ФРАГМЕНТ ТЕКСТА:
──────────────────────────────
Мы со Спецкором отправились в наш номер, вскрыли баночку мясных консервов, порезали колбаски, сырку, вскипятили чай. По ходу дела сосед рассказал мне историю о том, как один наш известный спортивный комментатор в отеле, за рубежом, заткнув раковину соответствующей пробочкой, с помощью кипятильника готовил себе супчик из пакета – и задремал… В результате – грандиозное замыкание и чудовищный штраф.

Поев, мы завалились в постель – каждый со своего края, – и Спецкор при помощи дистанционного пульта включил телевизор: шла реклама. Насколько я мог впетриться, роскошная блондинка расхваливала какой-то соус. Поначалу она, облизываясь, поливала им мясо и жареную картошечку, а потом просто-напросто, как в ванну, нырнула в гигантскую соусницу. Спецкор порыскал по программам и нашел информационную передачу типа нашего «Времени».

– Ты чего-нибудь понимаешь? – спросил я.

– Спасибо папе-маме, на репетитора не жалели. Волоку помаленьку!

– А мои жалели, – вздохнул я. – О чем хоть говорят-то?

– Над нами издеваются…

На экране возникло узкоглазое астматическое лицо Черненко.

– Клевещут, что якобы генсек шибко приболел, – перевел Спецкор.

– И точно! Последний месяц никого не провожает, не встречает… Вот смеху будет, если помрет!

– А знаешь анекдот? – оживился Спецкор. – Значит, мужик на Красную площадь на очередные похороны ломится. Милиционер спрашивает: «Пропуск!» А мужик: «У меня абонемент!..»
──────────────────────────────
Записи с разметкой фигур
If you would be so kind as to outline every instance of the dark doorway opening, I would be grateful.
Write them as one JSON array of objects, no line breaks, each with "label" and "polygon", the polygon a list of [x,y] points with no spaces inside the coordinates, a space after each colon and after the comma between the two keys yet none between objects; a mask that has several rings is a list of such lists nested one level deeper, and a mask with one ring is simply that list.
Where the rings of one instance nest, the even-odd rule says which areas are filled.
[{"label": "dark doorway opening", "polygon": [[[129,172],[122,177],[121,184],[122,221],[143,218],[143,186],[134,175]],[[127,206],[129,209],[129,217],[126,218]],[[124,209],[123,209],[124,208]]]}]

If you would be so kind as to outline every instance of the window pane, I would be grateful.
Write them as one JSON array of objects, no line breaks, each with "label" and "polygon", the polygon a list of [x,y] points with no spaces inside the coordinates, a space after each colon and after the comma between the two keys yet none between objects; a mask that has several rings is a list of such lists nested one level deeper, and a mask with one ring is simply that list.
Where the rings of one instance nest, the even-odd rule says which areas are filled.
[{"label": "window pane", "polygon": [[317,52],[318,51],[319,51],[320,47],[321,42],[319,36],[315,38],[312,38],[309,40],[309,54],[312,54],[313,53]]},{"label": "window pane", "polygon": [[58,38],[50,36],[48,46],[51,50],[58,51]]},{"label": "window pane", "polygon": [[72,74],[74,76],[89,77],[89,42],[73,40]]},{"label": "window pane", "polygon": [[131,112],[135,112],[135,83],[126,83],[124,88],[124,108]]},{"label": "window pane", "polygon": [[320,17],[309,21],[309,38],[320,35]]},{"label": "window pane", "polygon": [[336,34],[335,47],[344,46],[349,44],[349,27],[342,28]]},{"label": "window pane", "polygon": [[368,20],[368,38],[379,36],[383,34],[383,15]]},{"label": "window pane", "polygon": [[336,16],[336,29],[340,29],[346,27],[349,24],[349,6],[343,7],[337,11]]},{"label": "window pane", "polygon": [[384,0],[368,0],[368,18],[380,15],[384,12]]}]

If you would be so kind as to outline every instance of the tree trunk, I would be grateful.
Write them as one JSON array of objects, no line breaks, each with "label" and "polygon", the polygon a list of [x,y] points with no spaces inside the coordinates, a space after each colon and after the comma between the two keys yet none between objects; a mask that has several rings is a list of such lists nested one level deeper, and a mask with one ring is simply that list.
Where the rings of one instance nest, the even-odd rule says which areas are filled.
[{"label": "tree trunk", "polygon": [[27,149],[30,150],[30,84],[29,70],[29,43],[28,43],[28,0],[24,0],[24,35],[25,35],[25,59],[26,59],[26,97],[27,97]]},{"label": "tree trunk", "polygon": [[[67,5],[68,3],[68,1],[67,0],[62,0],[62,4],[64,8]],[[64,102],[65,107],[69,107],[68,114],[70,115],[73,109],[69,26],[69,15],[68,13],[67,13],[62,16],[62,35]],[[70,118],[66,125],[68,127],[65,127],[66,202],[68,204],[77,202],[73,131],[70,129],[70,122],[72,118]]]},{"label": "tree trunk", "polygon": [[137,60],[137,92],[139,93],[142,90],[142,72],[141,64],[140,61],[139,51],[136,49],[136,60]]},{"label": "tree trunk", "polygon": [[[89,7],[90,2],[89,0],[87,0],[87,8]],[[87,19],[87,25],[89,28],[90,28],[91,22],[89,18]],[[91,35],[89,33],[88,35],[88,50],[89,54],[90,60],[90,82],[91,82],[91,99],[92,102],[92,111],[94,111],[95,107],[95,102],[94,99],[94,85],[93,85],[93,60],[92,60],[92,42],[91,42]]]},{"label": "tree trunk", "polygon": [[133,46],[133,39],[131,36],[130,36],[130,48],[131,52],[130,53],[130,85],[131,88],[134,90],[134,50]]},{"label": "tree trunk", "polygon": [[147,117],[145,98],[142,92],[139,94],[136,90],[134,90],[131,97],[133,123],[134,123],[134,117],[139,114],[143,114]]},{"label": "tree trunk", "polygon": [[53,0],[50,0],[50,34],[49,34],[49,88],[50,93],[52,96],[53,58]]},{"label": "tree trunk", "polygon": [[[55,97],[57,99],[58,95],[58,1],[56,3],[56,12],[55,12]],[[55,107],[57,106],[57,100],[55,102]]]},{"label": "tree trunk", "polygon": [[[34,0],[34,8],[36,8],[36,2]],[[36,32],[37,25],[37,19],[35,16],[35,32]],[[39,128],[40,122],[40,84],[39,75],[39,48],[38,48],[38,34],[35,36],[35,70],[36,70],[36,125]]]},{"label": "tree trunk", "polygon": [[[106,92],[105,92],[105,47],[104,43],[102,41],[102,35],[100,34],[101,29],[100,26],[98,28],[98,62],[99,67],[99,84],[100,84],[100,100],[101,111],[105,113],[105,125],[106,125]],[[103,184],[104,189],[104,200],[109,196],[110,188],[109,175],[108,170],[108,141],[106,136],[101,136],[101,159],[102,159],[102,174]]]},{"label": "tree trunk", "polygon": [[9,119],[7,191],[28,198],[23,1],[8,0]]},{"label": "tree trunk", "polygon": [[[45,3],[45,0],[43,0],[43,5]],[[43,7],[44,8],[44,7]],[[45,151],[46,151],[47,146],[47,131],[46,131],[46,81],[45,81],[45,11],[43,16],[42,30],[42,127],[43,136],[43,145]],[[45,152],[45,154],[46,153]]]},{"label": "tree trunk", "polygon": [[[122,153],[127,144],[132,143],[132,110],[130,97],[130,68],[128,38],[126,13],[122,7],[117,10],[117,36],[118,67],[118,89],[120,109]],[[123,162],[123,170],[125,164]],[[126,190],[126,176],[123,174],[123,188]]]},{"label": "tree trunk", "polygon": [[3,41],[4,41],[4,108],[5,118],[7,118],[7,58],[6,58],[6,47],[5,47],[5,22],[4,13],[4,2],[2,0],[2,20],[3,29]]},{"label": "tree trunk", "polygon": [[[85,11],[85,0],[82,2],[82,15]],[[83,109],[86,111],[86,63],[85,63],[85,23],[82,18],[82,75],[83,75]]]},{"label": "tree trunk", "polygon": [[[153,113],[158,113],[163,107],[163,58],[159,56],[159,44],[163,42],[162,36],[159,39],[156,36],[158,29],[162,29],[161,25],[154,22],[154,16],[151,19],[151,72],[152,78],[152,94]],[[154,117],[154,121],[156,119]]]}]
──────────────────────────────
ЗАДАНИЕ 1: Отберите из перечня выше все строки, содержащие слово «doorway», и перепишите их с учетом регистра букв.
ЗАДАНИЕ 2: Продолжите приведенный выше отрывок о вечере двух соседей по гостиничному номеру, начав сразу после его последней фразы.

ИТОГОВЫЙ ОТВЕТ 1:
If you would be so kind as to outline every instance of the dark doorway opening, I would be grateful.
[{"label": "dark doorway opening", "polygon": [[[129,172],[122,177],[121,184],[122,221],[143,218],[143,186],[134,175]],[[127,206],[129,209],[129,217],[126,218]],[[124,209],[123,209],[124,208]]]}]

ИТОГОВЫЙ ОТВЕТ 2:
– А знаешь другой анекдот? – подхватил я. – Очередь в железнодорожную кассу. Первый просит: «Мне билет до города Брежнева, пожалуйста!» Кассир: «Пожалуйста!» Второй просит: «А мне до города Андропова!» Кассир: «Пожалуйста!» Третий просит: «А мне до города Черненко!» Кассир: «Предварительная продажа билетов за углом!..»

Хохотал Спецкор громко, азартно, по-кингконговски колотя себя в грудь:

– Ну, народ! Ну, языкотворец! Предварительная… Жуть кошмарная!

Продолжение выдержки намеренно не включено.